Given data —
_ _ _ _ _
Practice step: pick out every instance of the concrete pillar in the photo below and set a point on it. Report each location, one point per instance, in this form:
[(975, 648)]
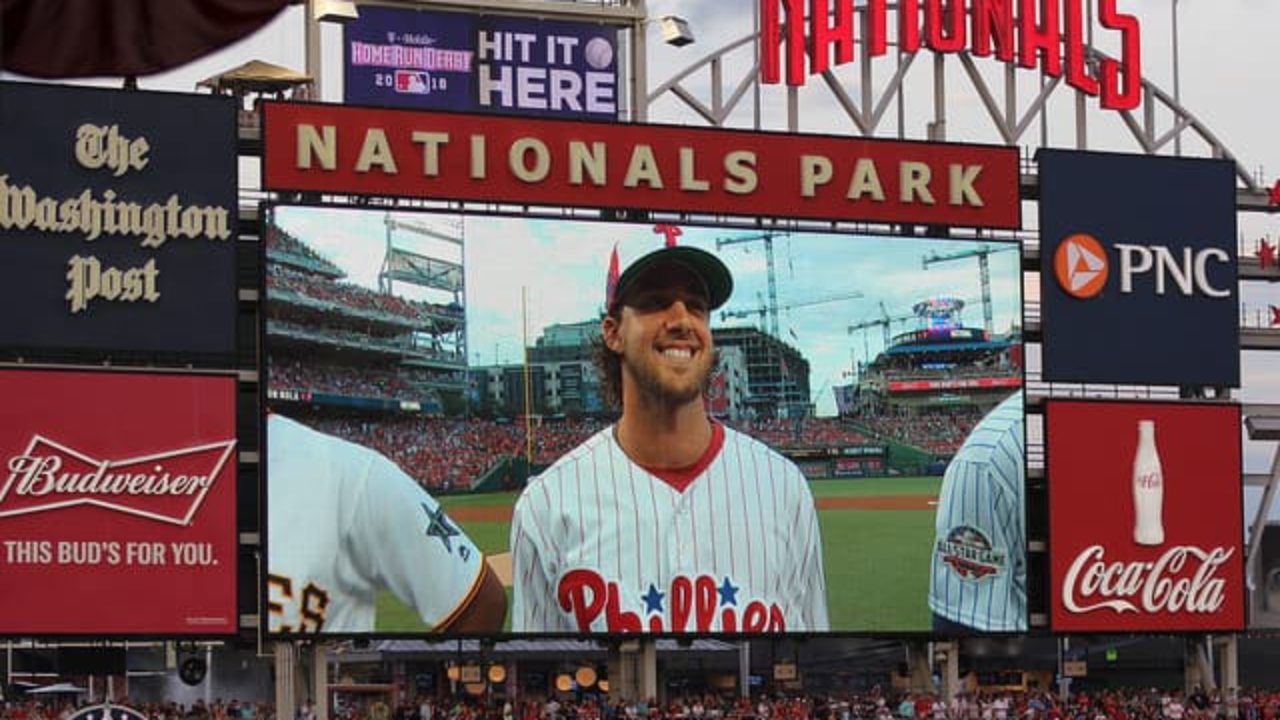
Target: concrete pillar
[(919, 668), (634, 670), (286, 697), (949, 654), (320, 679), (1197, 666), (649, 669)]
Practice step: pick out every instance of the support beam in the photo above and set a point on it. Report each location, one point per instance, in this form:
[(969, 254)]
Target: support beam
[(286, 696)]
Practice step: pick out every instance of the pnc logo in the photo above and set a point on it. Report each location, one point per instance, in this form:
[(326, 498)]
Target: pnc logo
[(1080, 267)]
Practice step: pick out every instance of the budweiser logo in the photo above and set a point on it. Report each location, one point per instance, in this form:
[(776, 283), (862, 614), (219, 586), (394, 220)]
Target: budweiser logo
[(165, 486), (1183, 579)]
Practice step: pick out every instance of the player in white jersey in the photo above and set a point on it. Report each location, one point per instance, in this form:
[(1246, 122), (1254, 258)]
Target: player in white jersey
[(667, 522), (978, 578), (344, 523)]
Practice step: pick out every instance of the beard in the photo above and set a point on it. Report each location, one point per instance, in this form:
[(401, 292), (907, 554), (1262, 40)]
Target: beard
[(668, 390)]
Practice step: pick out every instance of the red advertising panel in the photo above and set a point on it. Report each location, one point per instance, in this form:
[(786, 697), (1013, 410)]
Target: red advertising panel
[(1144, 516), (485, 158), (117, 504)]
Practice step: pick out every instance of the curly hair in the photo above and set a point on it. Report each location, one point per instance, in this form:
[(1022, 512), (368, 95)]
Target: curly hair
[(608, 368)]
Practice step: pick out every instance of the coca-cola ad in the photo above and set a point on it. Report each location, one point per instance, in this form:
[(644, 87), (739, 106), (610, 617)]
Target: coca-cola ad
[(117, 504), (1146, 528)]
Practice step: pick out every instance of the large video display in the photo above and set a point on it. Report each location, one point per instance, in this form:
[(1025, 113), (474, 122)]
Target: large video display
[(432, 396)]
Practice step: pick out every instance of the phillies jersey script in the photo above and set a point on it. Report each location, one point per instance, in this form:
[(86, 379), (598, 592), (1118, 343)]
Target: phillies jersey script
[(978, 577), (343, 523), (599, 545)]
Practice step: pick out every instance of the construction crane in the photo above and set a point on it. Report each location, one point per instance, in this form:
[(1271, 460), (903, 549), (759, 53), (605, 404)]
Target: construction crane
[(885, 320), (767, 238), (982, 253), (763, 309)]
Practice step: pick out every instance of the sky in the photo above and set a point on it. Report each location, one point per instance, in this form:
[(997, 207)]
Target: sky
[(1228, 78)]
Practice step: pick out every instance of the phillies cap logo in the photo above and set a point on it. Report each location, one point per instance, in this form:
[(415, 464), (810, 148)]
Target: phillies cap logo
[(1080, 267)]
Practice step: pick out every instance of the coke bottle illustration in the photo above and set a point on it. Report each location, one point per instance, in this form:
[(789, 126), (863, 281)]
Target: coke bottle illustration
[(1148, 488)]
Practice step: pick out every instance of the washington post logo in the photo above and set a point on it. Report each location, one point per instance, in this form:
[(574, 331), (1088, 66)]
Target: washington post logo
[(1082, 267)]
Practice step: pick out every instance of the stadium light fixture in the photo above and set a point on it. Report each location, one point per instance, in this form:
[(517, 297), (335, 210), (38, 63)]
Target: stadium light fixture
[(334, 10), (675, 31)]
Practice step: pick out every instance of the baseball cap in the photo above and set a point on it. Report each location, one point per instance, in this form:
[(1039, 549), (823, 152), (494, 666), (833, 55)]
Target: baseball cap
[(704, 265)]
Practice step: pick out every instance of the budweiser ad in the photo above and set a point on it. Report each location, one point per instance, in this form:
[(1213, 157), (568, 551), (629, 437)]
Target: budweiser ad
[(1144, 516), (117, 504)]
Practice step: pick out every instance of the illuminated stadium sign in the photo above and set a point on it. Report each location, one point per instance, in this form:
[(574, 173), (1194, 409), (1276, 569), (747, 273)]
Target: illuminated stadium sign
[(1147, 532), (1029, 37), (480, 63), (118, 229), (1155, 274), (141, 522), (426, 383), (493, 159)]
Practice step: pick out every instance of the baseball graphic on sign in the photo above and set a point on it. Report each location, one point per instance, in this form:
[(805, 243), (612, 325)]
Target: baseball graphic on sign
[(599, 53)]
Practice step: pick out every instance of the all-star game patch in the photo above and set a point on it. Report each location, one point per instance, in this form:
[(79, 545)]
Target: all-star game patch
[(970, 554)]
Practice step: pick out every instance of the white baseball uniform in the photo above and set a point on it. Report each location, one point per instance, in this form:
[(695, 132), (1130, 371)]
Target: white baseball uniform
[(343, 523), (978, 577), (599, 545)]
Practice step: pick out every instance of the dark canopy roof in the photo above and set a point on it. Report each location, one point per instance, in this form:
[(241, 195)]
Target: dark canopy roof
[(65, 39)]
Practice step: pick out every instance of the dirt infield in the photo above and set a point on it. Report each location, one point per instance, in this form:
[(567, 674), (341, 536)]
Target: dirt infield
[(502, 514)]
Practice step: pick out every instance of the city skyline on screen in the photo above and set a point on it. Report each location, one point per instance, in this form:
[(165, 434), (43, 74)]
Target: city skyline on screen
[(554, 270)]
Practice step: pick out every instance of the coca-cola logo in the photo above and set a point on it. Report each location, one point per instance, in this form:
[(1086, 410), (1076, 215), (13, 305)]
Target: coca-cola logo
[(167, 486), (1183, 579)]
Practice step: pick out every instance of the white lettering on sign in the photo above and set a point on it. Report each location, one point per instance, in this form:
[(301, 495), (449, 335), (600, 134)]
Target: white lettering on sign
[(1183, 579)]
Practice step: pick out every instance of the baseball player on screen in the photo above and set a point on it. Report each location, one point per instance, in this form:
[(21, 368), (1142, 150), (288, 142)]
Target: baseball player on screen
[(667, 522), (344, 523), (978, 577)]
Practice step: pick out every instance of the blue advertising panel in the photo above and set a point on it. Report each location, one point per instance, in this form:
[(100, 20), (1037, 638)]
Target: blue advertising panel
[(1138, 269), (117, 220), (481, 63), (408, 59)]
_ _ _ _ _
What to do — Rewrite all of the material above, substituting "Drill" for each "Practice step" and leaving everything else unchanged. Omit the pictures.

Finished task —
Drill: pick out every instance of the concrete pillar in the photo below and set a point on it. Report each location, one point per instance, in this form:
[(975, 648)]
Target: concrete pillar
[(919, 668), (634, 670), (286, 697), (949, 654), (320, 679), (1197, 666), (649, 669)]
Drill: pick out every instance of the support beam in the photo above and set a point on it. Report each location, one point per instance, in this form:
[(969, 254)]
Target: support beam
[(286, 696)]
Drill: pick out every instance of the pnc logo in the photo above and set a point on it. Report each location, one point per instance, in this form:
[(326, 498)]
Target: pnc logo
[(1080, 267)]
Drill: pick out every instance of the budweiser logo in the photo above and set a point on it. Report each location, one point per instance, in this form:
[(776, 283), (862, 614), (219, 586), (394, 220)]
Target: budweiser logo
[(165, 486), (1183, 579)]
Drill: pick out every instance of the player in white jersey in the photo above and set a point on it. Report each location, one point per instance, in this form:
[(1246, 122), (1254, 258)]
Target: player in white jersey
[(667, 522), (978, 578), (344, 523)]
Drill: pick out every instance of the beard in the photo above and set a point on it. Report each location, one point per instance, in this form:
[(401, 292), (907, 554), (1262, 40)]
Target: beard
[(668, 390)]
Drill: pick out every instance of the red advertising panel in the photo above and set a point on it. Report each location, one point per instance, in this form:
[(786, 697), (1013, 410)]
Target: red advertising panel
[(1144, 516), (485, 158), (117, 504)]
Drill: pick out every instance of the curly hair in the photo above and set a point on it. Report each location, one point per instance, in this form:
[(1022, 512), (368, 95)]
Target: curly hair
[(608, 368)]
Drill: pick out every instance of the coca-cola ad in the photo above and set a point on it. Report each location, one point per instance, in this form:
[(644, 87), (739, 106), (610, 617)]
Target: coca-cola ad
[(117, 504), (1146, 528)]
Drill: pick out every instance of the large video display in the photo above and set a point on it. Report each location, one point per instance, in this form:
[(1025, 113), (474, 122)]
Target: large video display
[(432, 396)]
Drill: pick out every instance of the phillies jersey script in the photo above and set a point on it. Report each location, one point per instance, in this form:
[(86, 379), (598, 592), (1118, 343)]
Target: phillies jersey script
[(978, 577), (343, 523), (599, 545)]
Drill: pick out every instance of the construction crane in the photo above and set a point on it. Report each location, one point per instance, in this form:
[(1271, 460), (903, 549), (759, 53), (605, 404)]
Target: construction crane
[(885, 320), (767, 238), (982, 253), (763, 309)]
Drill: pick out every instance of the sky in the photo above and set a point on it. Report each location, one point per instance, in this form:
[(997, 207)]
Target: sky
[(1228, 78)]
Drill: pick out every instance of the phillies cap logo in the photo above and set a point on it. Report each location, one point per instance, in this form:
[(415, 464), (810, 148)]
Target: phillies cap logo
[(1080, 267)]
Drill: pick out every instance of the coke bottle illustration in the photo above and set a point on it. Report each location, one point per instance, in this form:
[(789, 126), (863, 281)]
Target: coke bottle illustration
[(1148, 488)]
Drill: pick out every instance of the washington post logo in the photo above and set a point on it. Report each location, one point per instance, in this form:
[(574, 331), (1088, 66)]
Target: washington post logo
[(1082, 267)]
Drill: pick out every instance of the stadium light fixture in the photo above and set a point on it. Report each location, one point per instance, in this form:
[(517, 297), (335, 210), (38, 63)]
Target: stadium light fixture
[(334, 10), (675, 31)]
Drill: pick out every instance of the baseball cap in the photo above and set a point on it. Report each location, one point per instance, in this form:
[(1039, 549), (823, 152), (494, 666), (833, 55)]
Target: baseball cap
[(704, 265)]
Drill: pick out every instance of the budweiser ad in the photo above and set a point on it. Report each location, one point per instance, in this form:
[(1213, 157), (568, 551), (629, 437)]
Target: budweiser ad
[(1144, 516), (117, 504)]
Drill: pick out every instance of the illuminated stadium sign in the photo above and set a point on it. Report each location, one point per instance, in this form:
[(574, 173), (1194, 409), (1276, 569), (747, 273)]
Target: illuminated stadium sign
[(1147, 532), (1029, 37), (480, 63), (118, 229), (1155, 274), (141, 522), (426, 383), (493, 159)]
Drill: pick out every instance of the baseball graphic on sign in the photo above and set a point on it. Report each location, one point per instance, in this form:
[(805, 243), (612, 325)]
Target: baseball graphic on sign
[(599, 53)]
Drill: pick out every instance of the all-star game patch in the photo above and set a point on it. Report each location, one point per instance, in this form:
[(79, 545)]
Target: all-star game patch
[(970, 554)]
Drill: pick out every instance of the white baseball uniform in the photo above and set a point on it. Report each location, one point per instance, in this form:
[(695, 132), (1130, 371)]
Target: white baseball uniform
[(343, 523), (978, 577), (599, 545)]
Drill: pick out every instance of the dark canopy roof in the photo above and set a point on it. Report each location, one point per instance, in this form:
[(241, 195)]
Target: dark canopy roof
[(65, 39)]
Drill: pick out every instance of the dirt infield in the photo above and set a point on it. Report each location, one point per instance, in this form:
[(567, 674), (341, 536)]
Target: dirt infield
[(502, 514)]
Drill: pick out every instance of the city skyline on screen in the photo above and set a point on it. Report each location, one point per instance, in this form:
[(165, 434), (43, 74)]
Target: city skyline on screen
[(554, 270)]
Drill: pick out every instance of the coca-cola logo in the photo above and set a point on it. Report each location, one point per instance, in this form:
[(1086, 410), (1076, 215), (13, 305)]
Target: coca-cola logo
[(167, 486), (1183, 579)]
Drill: pick out every instance of the white lettering on sign in the photo above and set a point on it. Report each location, one point per instance, in this form:
[(301, 495), (449, 335), (600, 134)]
Target: white lettering on sign
[(1183, 579)]
Drill: pick out every instance of the baseball player on screen in the photo above and set a point on it. Report each location, one point per instance, in this form:
[(21, 368), (1142, 150), (288, 142)]
Target: baseball player on screen
[(667, 522), (344, 523), (978, 577)]
Drill: pick out every instance of the blue advertising panel in the photo above and set a point on it. Report each location, one point per instance, in this form:
[(100, 20), (1037, 638)]
Target: blue advertising panel
[(1138, 269), (117, 220), (481, 63), (408, 59)]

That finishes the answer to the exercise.